Re: AWS S3 flume source

Otis Gospodnetic Mon, 11 Aug 2014 03:28:29 -0700

I was thinking the same.  I think the store (DB, FS, ZK, something else)
used to track state (what's been read from S3, what's been processed, etc.)
would ideally be abstract/extensible.


Otis
--
Performance Monitoring * Log Analytics * Search Analytics
Solr & Elasticsearch Support * http://sematext.com/


On Mon, Aug 11, 2014 at 9:33 AM, Ashish <paliwalash...@gmail.com> wrote:

> May be best is not to depend on Zk directly. create some sort of
> abstraction which can use Zk, DB or some other mechanism to share the
> distributed state. How about keeping the distributed state out of picture
> till we have a working S3 source, and plugin the meta-data information
> piece to it later. It can store the state locally like SpoolingDirectory
> Source.
>
> wdyt?
>
>
> On Mon, Aug 11, 2014 at 12:53 PM, Jonathan Natkins <na...@streamsets.com>
> wrote:
>
>> Yeah, I realize that. The reason I think it should be somewhat dependent
>> upon FLUME-1491 is that ZooKeeper seems to me to be a pretty heavy-weight
>> requirement just to use a particular source. FLUME-1491 would make Flume
>> generally dependent upon ZooKeeper, which is a good transition point to
>> start using ZK for other state that would be necessary for Flume
>> components. Would you agree?

*TO BE DONE*.
- 1) In the S3 Flume source thread, which issue would make Flume generally dependent on ZooKeeper?
- 2) Please continue the S3 Flume source thread from its final sentence.

*MATERIAL SUPPLIED*.
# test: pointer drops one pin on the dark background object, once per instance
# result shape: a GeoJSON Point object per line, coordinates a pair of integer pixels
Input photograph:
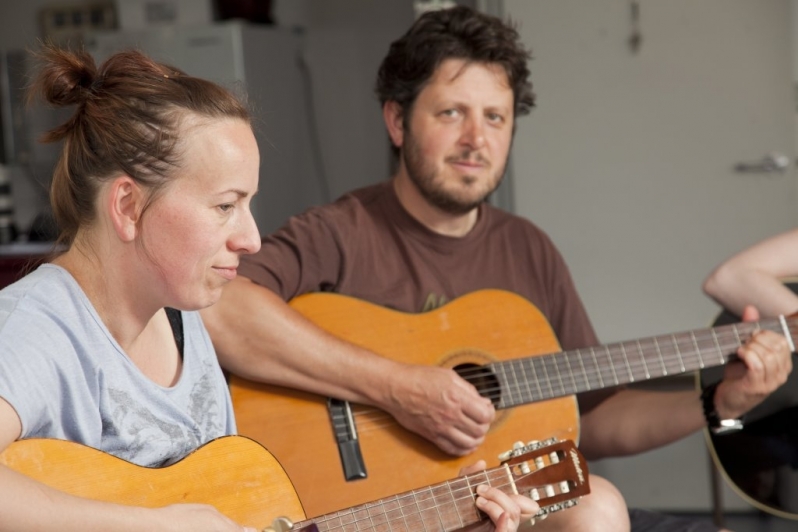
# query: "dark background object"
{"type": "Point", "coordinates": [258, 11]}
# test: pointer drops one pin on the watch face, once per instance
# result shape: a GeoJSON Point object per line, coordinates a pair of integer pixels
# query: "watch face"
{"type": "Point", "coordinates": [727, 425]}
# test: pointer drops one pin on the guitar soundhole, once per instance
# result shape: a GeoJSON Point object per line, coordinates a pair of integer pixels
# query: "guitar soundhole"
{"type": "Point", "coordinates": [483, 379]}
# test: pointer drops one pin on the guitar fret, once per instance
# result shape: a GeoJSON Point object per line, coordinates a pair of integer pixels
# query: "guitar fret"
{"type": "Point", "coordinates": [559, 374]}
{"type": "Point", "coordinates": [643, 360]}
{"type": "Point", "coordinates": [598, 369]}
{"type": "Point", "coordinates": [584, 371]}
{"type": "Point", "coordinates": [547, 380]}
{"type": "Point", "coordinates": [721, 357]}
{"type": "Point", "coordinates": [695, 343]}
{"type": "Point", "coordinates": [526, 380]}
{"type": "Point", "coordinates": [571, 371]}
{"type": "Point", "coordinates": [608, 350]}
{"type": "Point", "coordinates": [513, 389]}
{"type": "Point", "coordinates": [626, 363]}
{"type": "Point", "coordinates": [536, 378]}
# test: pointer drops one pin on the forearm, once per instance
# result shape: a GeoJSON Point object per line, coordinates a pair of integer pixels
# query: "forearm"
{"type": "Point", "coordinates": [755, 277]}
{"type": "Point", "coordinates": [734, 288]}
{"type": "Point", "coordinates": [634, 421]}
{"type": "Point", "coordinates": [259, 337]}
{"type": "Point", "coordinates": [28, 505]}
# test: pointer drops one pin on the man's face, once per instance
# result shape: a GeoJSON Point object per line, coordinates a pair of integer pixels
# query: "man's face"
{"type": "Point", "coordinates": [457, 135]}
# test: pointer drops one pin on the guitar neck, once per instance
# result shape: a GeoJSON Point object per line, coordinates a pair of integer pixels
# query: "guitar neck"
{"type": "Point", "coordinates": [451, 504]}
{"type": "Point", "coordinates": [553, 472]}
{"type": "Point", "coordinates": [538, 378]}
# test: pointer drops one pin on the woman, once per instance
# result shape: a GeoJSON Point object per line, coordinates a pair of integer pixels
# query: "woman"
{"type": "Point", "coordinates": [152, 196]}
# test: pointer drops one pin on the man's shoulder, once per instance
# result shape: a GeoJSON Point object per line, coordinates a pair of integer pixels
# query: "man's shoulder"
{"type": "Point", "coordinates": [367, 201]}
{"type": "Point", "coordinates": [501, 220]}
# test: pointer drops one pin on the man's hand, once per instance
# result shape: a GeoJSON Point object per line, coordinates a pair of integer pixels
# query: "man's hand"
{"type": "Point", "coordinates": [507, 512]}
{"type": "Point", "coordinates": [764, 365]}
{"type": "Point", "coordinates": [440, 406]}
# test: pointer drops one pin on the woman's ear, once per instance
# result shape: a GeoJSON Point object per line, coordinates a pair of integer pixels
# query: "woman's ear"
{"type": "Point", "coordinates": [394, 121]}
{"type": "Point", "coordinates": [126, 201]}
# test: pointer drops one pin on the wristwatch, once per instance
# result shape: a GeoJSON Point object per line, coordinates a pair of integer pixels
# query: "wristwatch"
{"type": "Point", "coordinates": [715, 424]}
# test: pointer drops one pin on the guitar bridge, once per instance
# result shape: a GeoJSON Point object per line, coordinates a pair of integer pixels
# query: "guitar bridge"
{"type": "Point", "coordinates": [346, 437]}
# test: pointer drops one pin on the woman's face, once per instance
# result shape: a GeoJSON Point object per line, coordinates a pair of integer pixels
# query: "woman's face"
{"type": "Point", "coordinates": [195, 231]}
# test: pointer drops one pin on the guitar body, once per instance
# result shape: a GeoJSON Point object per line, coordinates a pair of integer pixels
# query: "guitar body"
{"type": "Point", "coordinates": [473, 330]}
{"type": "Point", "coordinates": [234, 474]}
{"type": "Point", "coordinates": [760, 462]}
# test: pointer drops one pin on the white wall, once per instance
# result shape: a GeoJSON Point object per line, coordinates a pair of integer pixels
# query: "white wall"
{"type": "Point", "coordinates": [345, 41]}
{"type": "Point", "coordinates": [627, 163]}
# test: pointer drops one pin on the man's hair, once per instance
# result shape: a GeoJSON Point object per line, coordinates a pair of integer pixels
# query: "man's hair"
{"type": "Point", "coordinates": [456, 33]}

*ANSWERS TO THE EXERCISE*.
- 1) FLUME-1491

- 2)
>>
>>
>> On Sun, Aug 10, 2014 at 11:35 PM, Ashish <paliwalash...@gmail.com> wrote:
>>
>>> Seems like a bit of confusion here. Flume-1491 only deals with
>>> configuration part, nothing else. Even if it get integrated, you would
>>> still need to write/expose API to store meta-data info in Zk (Flume-1491
>>> doesn't bring that in).
>>>
>>> HTH !
>>>
>>>
>>> On Mon, Aug 11, 2014 at 11:39 AM, Jonathan Natkins <na...@streamsets.com
>>> > wrote:
>>>
>>>> Given that FLUME-1491 hasn't been committed yet, and may still be a
>>>> ways away, does it seem reasonable to punt on having multiple sources
>>>> working off of a single bucket until ZK is integrated into Flume? The
>>>> alternative probably requires write access to the S3 bucket to record some
>>>> shared state, and would likely have to get rewritten once ZK integration
>>>> happens anyway.
>>>>
>>>>
>>>> On Tue, Aug 5, 2014 at 10:07 PM, Paweł Róg <pro...@gmail.com> wrote:
>>>>
>>>>> Hi,
>>>>>
>>>>> I think that it is not possible to simply use SpoolDirectorySource.
>>>>> Maybe it will be possible to use some elements of SpoolDirectory but
>>>>> without touching it's code I think SpoolDirectory is not a good base. At
>>>>> the very beginning SpoolDirectorySource does this:
>>>>>
>>>>> File directory = new File(spoolDirectory);
>>>>>
>>>>> ReliableSpoolingFileEventReader also instantiate File class.
>>>>> There is also a question. How ReliableSpoolingFileEventReader stores
>>>>> information about files that has been already processed in non-Deleting
>>>>> mode? What happens after Flume restart?
>>>>>
>>>>> I agree with Jonathan that S3 source should be able to store last
>>>>> processed file eg. in Zookeeper.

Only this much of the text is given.